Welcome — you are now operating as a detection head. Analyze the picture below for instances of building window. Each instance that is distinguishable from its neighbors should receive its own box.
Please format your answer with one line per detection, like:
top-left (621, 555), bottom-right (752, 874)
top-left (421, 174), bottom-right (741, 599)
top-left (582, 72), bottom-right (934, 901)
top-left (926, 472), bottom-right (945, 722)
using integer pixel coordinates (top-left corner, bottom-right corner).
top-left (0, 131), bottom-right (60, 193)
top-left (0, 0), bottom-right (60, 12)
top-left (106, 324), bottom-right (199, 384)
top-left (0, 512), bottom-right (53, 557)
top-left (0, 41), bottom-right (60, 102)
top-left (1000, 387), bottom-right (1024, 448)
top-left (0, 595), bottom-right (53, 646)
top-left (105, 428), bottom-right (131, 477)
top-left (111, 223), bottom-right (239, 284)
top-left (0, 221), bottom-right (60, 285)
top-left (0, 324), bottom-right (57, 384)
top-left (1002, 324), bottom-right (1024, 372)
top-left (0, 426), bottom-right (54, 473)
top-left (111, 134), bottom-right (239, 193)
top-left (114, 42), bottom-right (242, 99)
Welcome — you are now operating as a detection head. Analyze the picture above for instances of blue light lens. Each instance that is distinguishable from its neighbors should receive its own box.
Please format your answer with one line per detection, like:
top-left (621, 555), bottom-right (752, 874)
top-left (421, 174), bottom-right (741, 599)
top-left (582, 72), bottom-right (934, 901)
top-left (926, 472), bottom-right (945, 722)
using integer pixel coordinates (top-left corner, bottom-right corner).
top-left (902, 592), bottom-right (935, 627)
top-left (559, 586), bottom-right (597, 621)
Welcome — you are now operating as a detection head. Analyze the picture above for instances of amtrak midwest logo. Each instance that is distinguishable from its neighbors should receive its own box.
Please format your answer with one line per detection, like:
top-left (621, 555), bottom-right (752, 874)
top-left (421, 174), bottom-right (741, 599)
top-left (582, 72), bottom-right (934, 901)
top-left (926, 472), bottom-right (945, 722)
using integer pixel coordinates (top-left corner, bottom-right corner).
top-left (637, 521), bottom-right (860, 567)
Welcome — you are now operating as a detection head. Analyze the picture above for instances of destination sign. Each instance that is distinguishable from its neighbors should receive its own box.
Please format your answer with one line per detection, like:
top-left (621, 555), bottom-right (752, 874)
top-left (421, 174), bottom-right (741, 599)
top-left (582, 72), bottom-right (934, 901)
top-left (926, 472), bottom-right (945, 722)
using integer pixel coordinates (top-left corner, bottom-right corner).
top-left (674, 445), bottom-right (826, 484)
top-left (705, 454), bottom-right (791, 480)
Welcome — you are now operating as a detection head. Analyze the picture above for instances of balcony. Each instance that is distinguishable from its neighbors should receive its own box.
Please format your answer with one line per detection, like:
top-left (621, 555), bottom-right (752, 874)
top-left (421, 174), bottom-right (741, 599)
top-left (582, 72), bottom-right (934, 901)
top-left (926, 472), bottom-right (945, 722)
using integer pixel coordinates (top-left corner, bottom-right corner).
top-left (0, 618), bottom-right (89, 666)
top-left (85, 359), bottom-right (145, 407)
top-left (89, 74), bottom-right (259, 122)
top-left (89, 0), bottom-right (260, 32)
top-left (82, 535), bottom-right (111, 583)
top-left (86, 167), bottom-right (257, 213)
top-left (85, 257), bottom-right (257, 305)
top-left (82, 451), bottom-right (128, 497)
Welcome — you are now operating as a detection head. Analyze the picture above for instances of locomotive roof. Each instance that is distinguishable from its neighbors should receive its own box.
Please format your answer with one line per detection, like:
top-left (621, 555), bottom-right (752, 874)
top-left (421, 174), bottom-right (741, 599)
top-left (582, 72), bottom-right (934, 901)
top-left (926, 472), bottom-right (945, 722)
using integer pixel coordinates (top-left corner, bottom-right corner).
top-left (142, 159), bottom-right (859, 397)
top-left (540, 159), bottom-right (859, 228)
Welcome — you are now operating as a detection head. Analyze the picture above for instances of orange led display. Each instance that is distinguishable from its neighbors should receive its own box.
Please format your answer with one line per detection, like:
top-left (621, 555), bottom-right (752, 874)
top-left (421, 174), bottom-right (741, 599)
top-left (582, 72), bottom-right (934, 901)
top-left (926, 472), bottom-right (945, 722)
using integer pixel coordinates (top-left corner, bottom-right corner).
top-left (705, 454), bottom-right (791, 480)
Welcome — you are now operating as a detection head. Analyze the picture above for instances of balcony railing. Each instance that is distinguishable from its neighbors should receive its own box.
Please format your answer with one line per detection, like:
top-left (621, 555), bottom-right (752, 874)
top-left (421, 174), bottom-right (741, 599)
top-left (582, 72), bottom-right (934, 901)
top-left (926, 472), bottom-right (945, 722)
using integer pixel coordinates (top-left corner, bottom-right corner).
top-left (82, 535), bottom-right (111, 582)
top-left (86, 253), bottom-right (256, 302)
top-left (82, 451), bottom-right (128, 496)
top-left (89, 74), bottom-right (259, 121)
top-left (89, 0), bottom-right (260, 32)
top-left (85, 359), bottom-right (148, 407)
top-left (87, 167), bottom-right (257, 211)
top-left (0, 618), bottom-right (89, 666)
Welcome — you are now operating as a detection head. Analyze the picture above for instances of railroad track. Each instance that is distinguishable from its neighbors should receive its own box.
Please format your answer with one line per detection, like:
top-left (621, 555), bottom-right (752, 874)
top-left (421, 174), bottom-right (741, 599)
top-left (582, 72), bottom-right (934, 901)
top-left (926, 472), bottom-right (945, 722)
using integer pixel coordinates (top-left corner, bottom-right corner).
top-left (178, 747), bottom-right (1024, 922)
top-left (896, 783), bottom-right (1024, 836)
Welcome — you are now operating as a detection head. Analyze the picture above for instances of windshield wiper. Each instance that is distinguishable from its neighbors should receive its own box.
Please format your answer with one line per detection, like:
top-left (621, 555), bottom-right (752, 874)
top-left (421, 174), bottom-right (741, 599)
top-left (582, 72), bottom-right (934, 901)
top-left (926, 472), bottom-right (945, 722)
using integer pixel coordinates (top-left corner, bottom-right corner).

---

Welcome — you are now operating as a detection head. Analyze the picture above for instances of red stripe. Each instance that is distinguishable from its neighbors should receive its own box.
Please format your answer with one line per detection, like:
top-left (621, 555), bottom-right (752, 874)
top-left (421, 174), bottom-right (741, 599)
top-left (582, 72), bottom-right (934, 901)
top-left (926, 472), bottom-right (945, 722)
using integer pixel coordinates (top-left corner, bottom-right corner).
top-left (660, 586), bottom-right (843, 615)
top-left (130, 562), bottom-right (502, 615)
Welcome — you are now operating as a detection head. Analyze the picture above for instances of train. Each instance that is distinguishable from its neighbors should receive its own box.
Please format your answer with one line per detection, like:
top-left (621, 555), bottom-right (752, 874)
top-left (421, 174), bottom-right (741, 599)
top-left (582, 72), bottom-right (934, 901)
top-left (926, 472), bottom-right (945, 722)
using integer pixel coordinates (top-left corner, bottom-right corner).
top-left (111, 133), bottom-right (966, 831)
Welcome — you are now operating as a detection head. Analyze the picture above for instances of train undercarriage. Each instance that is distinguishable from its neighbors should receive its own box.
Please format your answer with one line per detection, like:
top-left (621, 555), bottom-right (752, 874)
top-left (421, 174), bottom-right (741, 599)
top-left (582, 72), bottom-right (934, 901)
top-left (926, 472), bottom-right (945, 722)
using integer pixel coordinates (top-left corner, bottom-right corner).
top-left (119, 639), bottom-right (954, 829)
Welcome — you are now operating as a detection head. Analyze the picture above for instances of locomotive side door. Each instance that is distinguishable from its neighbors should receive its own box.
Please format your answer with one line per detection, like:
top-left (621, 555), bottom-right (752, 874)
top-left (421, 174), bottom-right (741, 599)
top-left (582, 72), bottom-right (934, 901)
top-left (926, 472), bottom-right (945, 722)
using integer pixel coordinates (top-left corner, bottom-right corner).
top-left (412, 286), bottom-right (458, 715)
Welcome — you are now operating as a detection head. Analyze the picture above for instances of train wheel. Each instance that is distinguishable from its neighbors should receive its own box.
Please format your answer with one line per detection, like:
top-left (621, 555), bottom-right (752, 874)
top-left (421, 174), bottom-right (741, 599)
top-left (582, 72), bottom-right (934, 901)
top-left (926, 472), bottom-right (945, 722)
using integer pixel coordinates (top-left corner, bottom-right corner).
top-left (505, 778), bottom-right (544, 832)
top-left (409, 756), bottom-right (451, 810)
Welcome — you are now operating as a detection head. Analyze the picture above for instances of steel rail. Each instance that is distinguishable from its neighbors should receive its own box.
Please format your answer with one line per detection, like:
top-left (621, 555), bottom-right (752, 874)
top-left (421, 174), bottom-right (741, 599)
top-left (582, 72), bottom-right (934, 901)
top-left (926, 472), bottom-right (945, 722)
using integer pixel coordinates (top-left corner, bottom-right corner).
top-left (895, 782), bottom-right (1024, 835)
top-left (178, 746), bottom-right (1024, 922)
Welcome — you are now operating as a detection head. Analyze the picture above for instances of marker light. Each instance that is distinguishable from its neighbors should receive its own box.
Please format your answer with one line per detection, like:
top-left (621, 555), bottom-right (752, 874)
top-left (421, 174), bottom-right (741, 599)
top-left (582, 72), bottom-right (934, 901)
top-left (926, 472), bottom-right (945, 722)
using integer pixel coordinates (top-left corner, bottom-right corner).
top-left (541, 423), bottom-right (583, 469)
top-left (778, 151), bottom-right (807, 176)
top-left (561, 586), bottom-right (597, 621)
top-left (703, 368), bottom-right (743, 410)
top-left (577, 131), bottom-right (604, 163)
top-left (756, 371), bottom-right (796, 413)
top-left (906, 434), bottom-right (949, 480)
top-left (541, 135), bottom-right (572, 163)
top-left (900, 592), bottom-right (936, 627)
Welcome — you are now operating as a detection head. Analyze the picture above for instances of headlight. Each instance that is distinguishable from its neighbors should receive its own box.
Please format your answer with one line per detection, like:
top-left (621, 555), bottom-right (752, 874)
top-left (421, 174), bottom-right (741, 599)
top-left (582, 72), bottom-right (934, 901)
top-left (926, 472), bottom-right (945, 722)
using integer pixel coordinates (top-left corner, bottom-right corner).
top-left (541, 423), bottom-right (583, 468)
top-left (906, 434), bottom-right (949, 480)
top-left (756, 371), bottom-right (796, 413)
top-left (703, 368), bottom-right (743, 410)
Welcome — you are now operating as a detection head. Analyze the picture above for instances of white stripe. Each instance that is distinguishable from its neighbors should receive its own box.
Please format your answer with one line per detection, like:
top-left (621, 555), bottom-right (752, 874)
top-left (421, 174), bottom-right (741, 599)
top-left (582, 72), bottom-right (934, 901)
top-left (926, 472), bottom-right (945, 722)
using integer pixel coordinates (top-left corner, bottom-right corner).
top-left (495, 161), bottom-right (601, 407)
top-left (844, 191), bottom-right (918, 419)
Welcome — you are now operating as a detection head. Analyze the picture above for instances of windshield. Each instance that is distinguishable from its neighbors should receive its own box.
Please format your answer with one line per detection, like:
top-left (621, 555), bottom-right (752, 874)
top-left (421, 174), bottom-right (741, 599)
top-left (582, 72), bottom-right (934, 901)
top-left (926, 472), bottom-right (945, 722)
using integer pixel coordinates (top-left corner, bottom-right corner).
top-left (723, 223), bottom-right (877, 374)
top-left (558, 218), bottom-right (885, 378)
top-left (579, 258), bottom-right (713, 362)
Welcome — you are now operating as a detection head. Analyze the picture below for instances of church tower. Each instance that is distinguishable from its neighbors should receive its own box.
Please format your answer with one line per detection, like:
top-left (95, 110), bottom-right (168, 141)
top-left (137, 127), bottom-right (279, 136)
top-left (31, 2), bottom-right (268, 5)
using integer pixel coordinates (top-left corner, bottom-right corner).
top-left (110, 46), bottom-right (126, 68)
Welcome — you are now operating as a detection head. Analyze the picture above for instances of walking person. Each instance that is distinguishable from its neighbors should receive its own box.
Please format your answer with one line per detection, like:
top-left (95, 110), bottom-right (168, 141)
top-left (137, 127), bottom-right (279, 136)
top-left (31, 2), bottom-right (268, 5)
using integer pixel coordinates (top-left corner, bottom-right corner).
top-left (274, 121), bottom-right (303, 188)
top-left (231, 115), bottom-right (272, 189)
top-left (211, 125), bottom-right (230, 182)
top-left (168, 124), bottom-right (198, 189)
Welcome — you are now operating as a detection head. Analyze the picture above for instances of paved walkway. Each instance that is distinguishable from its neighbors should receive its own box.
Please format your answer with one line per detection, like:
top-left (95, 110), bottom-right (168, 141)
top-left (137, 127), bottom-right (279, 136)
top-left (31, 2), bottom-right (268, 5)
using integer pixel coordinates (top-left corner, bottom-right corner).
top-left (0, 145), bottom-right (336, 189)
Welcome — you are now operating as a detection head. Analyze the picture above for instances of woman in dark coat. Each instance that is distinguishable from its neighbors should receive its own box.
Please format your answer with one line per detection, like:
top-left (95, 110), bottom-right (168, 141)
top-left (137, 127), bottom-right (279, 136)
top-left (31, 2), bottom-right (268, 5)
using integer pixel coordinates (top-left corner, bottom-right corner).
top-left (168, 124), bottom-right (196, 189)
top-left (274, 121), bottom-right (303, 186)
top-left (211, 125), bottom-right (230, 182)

==

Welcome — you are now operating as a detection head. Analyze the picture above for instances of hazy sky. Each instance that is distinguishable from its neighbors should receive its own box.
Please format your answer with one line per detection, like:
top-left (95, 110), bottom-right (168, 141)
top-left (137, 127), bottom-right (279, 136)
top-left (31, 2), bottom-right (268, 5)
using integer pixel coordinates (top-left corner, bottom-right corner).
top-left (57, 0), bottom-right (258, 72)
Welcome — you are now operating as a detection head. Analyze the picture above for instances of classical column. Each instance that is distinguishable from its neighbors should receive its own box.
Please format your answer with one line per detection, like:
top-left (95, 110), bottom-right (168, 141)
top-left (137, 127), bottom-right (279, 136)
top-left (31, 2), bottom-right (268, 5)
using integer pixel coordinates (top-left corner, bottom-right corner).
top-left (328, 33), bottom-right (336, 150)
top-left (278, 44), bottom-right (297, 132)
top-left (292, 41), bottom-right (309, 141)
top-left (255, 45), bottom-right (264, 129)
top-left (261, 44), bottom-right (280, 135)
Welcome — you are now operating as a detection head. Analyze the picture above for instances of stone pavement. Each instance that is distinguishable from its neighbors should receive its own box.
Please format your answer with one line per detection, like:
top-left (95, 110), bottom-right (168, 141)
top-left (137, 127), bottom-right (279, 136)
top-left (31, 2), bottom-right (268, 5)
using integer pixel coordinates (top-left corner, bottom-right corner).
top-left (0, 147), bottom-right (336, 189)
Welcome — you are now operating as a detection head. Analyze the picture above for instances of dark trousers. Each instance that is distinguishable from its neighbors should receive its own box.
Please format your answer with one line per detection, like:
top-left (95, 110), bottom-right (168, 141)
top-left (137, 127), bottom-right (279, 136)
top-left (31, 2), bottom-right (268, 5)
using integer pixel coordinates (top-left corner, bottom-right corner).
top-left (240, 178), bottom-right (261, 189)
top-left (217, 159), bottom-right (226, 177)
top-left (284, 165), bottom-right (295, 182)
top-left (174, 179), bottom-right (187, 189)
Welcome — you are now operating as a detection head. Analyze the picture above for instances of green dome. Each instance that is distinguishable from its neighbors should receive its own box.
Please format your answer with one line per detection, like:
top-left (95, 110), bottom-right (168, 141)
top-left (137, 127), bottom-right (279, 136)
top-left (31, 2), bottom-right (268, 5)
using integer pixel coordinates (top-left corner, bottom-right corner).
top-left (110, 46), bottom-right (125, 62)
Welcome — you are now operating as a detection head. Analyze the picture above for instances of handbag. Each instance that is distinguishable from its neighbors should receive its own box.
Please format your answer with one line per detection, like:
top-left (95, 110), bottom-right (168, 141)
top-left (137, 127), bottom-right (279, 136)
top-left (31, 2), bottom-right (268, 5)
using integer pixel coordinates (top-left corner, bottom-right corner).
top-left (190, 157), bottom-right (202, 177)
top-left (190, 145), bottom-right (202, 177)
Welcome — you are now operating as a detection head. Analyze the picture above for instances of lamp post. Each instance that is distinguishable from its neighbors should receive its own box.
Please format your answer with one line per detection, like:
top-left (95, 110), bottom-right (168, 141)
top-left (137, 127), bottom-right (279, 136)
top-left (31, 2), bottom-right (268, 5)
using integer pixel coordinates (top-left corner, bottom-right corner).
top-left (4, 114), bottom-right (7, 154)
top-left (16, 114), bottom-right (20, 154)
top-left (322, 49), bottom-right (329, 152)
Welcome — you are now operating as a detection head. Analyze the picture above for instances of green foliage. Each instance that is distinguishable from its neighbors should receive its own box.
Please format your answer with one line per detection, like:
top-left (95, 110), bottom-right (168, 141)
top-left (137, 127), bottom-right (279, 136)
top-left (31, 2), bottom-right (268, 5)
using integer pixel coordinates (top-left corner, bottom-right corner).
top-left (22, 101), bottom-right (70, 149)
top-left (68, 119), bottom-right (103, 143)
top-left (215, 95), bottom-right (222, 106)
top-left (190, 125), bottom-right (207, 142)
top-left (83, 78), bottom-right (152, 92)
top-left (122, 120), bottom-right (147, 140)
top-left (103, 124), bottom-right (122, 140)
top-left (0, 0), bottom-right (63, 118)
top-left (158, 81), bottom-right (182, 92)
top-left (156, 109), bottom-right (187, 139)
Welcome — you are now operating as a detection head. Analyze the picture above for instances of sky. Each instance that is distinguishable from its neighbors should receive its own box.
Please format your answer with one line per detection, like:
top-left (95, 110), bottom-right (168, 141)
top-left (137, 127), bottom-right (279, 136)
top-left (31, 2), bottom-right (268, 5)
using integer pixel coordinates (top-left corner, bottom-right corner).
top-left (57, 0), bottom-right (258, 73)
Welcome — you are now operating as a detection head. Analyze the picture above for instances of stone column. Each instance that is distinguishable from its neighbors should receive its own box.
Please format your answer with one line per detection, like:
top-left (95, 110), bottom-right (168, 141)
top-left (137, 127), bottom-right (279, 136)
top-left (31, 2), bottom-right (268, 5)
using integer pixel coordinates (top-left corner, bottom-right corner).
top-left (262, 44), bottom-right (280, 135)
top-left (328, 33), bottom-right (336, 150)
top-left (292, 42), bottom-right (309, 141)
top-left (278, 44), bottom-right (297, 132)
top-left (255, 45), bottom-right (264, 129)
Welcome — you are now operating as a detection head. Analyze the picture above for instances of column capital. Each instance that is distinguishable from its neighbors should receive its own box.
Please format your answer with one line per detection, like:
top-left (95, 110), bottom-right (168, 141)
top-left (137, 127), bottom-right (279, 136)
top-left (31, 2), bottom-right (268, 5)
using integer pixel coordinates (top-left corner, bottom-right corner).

■ SET TASK ■
Rewrite the lines of the records as a JSON list of strings, one string per line with blank lines omitted, starting with the line containing "instances of church" and going on through the line containing "top-left (0, 145), bottom-right (336, 189)", both included.

■ RESULT FOR THIS TASK ■
[
  "Welcome — you are now operating as a detection head. Analyze the picture below for instances of church tower. Each instance that is distinguishable from its neighbors should receive its own box.",
  "Please format your answer with one line per detection, like:",
  "top-left (95, 110), bottom-right (168, 141)",
  "top-left (137, 127), bottom-right (279, 136)",
  "top-left (31, 2), bottom-right (268, 5)",
  "using integer pixel coordinates (top-left corner, bottom-right corner).",
  "top-left (110, 46), bottom-right (126, 68)",
  "Welcome — you are now operating as a detection head. Analyze the picture above for instances of walking person. Each instance that is distinguishable from its neighbors should receive its own box.",
  "Please format your answer with one line per detection, like:",
  "top-left (95, 110), bottom-right (168, 141)",
  "top-left (137, 127), bottom-right (279, 136)",
  "top-left (31, 2), bottom-right (268, 5)",
  "using integer pixel coordinates (top-left corner, bottom-right corner).",
  "top-left (274, 121), bottom-right (303, 188)",
  "top-left (231, 115), bottom-right (272, 189)",
  "top-left (211, 125), bottom-right (230, 182)",
  "top-left (168, 124), bottom-right (198, 189)",
  "Welcome — you are now operating as a detection head. Analyze the picture above for instances of paved walkway. Each instance that is distinguishable from its neighbors should receive its own box.",
  "Please format your answer with one line per detection, like:",
  "top-left (95, 110), bottom-right (168, 141)",
  "top-left (137, 127), bottom-right (279, 136)",
  "top-left (31, 2), bottom-right (268, 5)",
  "using integer pixel coordinates (top-left corner, bottom-right corner).",
  "top-left (0, 145), bottom-right (336, 189)"
]